TASK OBJECTIVE: Can you reproduce all of the data below word for word, with the pictures left out?

Excerpts from bounding box data:
%%
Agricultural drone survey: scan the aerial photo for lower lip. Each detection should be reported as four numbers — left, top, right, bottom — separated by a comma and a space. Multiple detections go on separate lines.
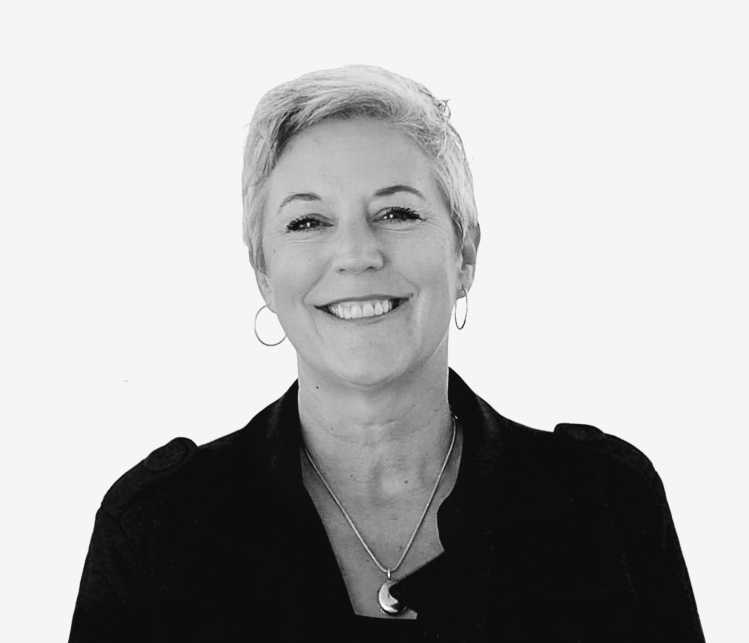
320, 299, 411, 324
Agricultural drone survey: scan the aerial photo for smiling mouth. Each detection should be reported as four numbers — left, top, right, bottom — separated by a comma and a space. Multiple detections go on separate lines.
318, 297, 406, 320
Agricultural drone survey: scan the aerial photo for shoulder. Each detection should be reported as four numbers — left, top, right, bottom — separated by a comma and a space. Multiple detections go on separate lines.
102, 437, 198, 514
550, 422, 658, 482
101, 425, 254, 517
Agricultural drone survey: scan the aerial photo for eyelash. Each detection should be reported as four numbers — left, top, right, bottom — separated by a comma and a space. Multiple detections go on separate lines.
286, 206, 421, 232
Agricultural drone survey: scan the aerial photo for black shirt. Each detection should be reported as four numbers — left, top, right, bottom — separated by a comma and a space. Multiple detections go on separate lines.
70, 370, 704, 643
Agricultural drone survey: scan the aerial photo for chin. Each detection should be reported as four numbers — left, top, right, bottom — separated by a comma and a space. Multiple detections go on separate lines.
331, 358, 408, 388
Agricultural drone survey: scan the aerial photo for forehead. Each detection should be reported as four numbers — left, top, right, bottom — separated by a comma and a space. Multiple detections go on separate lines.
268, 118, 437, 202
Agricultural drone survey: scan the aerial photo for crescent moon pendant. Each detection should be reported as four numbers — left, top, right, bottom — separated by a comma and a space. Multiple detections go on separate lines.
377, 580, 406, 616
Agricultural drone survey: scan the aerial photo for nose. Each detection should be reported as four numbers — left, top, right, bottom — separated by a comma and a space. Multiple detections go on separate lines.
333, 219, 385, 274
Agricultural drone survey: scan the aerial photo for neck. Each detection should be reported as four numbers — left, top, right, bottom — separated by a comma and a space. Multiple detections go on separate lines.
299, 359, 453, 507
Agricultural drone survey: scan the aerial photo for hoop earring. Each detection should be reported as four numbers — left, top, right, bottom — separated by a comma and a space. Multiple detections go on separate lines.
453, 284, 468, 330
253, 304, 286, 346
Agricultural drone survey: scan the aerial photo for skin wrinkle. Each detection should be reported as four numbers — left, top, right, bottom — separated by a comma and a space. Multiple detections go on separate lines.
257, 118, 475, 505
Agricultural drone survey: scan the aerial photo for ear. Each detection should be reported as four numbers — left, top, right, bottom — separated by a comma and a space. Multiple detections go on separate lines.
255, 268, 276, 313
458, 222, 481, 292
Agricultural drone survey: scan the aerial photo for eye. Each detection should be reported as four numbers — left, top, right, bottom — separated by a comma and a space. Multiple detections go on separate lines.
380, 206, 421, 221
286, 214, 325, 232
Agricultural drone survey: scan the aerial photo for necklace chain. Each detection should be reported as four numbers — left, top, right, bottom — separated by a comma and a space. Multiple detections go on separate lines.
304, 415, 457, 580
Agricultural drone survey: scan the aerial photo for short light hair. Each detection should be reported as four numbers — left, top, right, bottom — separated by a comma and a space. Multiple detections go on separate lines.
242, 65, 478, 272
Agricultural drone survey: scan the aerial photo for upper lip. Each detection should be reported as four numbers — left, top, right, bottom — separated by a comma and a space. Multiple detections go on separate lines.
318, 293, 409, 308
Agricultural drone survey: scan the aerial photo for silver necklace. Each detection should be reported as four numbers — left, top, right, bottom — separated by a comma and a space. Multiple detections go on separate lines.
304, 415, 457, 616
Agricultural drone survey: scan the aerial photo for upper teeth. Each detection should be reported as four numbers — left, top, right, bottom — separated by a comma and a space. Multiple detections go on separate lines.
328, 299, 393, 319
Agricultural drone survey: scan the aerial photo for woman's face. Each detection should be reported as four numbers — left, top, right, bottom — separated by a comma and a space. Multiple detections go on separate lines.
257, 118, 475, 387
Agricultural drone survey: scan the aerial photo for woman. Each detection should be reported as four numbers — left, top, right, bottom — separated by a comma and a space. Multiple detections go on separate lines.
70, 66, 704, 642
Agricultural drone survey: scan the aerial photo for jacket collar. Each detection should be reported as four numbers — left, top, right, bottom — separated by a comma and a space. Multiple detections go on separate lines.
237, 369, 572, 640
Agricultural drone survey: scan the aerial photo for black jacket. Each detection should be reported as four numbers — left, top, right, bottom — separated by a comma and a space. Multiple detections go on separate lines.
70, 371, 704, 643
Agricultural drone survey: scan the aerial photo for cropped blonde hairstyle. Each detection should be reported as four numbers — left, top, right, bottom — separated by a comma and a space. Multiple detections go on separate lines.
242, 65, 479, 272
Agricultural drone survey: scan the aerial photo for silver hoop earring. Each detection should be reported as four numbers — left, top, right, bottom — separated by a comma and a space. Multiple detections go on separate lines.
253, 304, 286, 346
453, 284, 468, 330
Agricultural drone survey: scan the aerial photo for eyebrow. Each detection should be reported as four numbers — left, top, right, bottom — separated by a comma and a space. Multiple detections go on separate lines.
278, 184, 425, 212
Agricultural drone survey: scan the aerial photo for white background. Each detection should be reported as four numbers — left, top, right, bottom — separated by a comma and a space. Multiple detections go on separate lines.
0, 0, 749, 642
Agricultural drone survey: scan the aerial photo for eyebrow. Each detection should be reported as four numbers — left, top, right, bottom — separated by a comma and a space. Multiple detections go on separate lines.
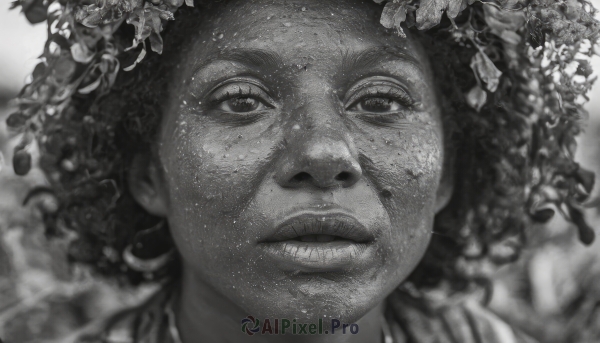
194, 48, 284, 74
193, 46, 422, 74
%%
SOLUTION TO THIS TASK:
Agricultural drone survey: scan the aerial photo for lower lip. Each detection should be reported as four numbers — left, top, right, bottom — separated by a comma and a space. Multiple detections go on separate lines.
320, 299, 411, 324
Agricultural drone survey: scan the aerial photo for smiling mouth. Each detection should be reported as four numbers — left, top, right, bottom — separated by a comma and a space. Multiple detections go on separate lines.
318, 297, 406, 320
Agricultural drone survey: scan the aerial photo for shoulder. Each detection should be reported as four numbers — left, top, right, bottom — separated by a comma and a space. Multiple detections go on separate lines.
102, 437, 198, 514
550, 422, 658, 482
101, 425, 254, 517
Agricultural drone survey: scan the aerial photo for eyelash. Each detection should be reported as four numbers — left, top, right, bottom — separated by a comma and a space. Multiple detections go on separate lines.
286, 206, 421, 232
Agricultural drone survey: scan the aerial photo for black shirt. Each detection should be reported as four numbers — left, top, right, bottom — separated by a comma and a space. Multiple detections go on separate lines.
70, 370, 704, 643
Agricultural drone survey: scan the aerial photo for chin. Each detection should be reported as four numbers — left, top, right, bottom — separated by a comma and a space. Multiple detections go on separate lines.
331, 358, 408, 388
Agricultural drone survey: scan the aerial photo for forehead. Each detection should be reported as four numbers — left, top, right, bottom — separated by a comma and a space. Multiple detections go on separate lines.
268, 118, 437, 202
Agricultural drone survey: scan the aerial photo for crescent moon pendant. Each detection should be reported as four numbers — left, top, right, bottom — separated by a comma and a space. Multiple detections go on separate lines.
377, 580, 406, 616
Agricultural drone survey: scan the aerial photo for nose. Each detection should be reported as four numbers — left, top, right, bottom — separated by a comma and a space. Multiple detections go on separate lines.
333, 219, 385, 274
Agricultural drone survey: scan the aerial photo for neck. Each detection should be reported as four numbers — left, top, right, bottom — separated by a comma and a space. Multiple detections go on separate lines.
299, 359, 453, 507
Agricultural drone survey: scan the aerial photo for hoop earring. Each detection should be reported as four numbers — left, top, right, bottom — separated by a comma and a space. Multiple detections go on separate lines.
453, 284, 468, 330
253, 304, 286, 346
Agricultural drone survey: scan the aerial photo for skin wrinkle. Each detection should be reported as four numbers — left, top, right, bottom — separated by a comma and a space. Multiple detections go on separate lines.
257, 118, 475, 505
Agricultural drone survey: scan the aerial photo for ear. Each detection should be reported as four numbers — left, top, right, bottom — separated by a comma and a space. Multiple detections go on separate lines.
255, 268, 276, 313
458, 222, 481, 292
Agricultural drone survey: scan the aerial photo for eye. Each detection should be reported as four numbers — left, top, right, bottom — separated by a comma and a space. Multiple detections go on separate lines.
380, 206, 421, 221
286, 214, 325, 232
Agricultural drone survey: scan the aerial photo for necklace chain. Each detection should be reported as four numbers — left, top, right, bottom — separated by a comma and a space. Multiple detections go on separate lines.
304, 415, 457, 580
Agricultural drone survey: scan the aerial photo for short light hair. Each detection should be reported as four numbers — left, top, right, bottom — separated by a comma and a space. Multiple detections go on separate lines.
242, 65, 478, 272
Agricultural drone survey: scan the aerial photo for upper lip. Each detection should be reported as four numbers — left, top, right, bottom — separated by a comma and a space. Multiple detections go on separate lines.
318, 293, 409, 308
Agricultural drone survey: scan the aerial photo for silver necklace. Each detection should be reported as four numbers — left, top, right, bottom — separated by a comma and a space. Multiple detections go on separate lines.
304, 415, 457, 616
Agricultural drone survey: scan the aerial photo for upper teeth. Each detection should be reported as four numbers — left, top, right, bottom — separated by a comma and a space. Multiple detections go on separate lines.
328, 299, 393, 319
Agricultural drone survey: scan the aerial photo for woman's face. Each detection should be reported as four numbers — left, top, right, bottom — separated by a comma and a space. Multiple detections go on separate lines.
257, 118, 475, 387
Agricultural drone survey: scan the aerial photo for woman. Each detection should be reported as four numbers — left, top, right, bottom — separated by a comma and a space. Multiple detections go on separate lines.
70, 66, 704, 642
Agricultural drone survey: scan the aerial photo for jacket collar. Each detection should be reported as four numbers — left, top, right, bottom — separated by a comma and a space. Multiple detections go on separate lines.
237, 369, 572, 640
Agricultural drone survey: scan the aerial photo for black jacket. Each detection should be reported as four numbers — left, top, right, bottom — separated by a comma and a space. Multiple detections go on separate lines.
70, 371, 704, 643
Agricultural drone survey: scan the aerial photo for cropped blonde hairstyle. Each detection should be reported as four numbers — left, top, right, bottom — separated by a comma and a space. Multiple detections go on separate lines.
242, 65, 479, 272
Agricultural drone survey: scan the aerial photo for silver hoop earring. Each detection should be reported as four numbers — left, top, right, bottom — separated by a comma and a space. Multiple detections go on separate lines.
253, 304, 286, 346
453, 284, 468, 330
Agricultural drone survey: scan the aerial photo for eyebrow. Each detection should be reported as four numbers — left, top, right, bottom — separated by a comma and a space. Multiple detections go on separate lines.
278, 184, 425, 212
Agricultural drone survey: scan the aerial photo for white background. Each detection should be reported as four numbers — left, top, right, bottom — separated by a comma and a space. Multiple detections go on separate lines.
0, 0, 749, 642
Agricultural drone survey: scan the aerial photo for eyebrow. Each detection should be reported as four numbers — left, top, right, bottom — separated by a comma and a space. Multiple detections go on separate lines.
194, 48, 284, 74
193, 46, 422, 74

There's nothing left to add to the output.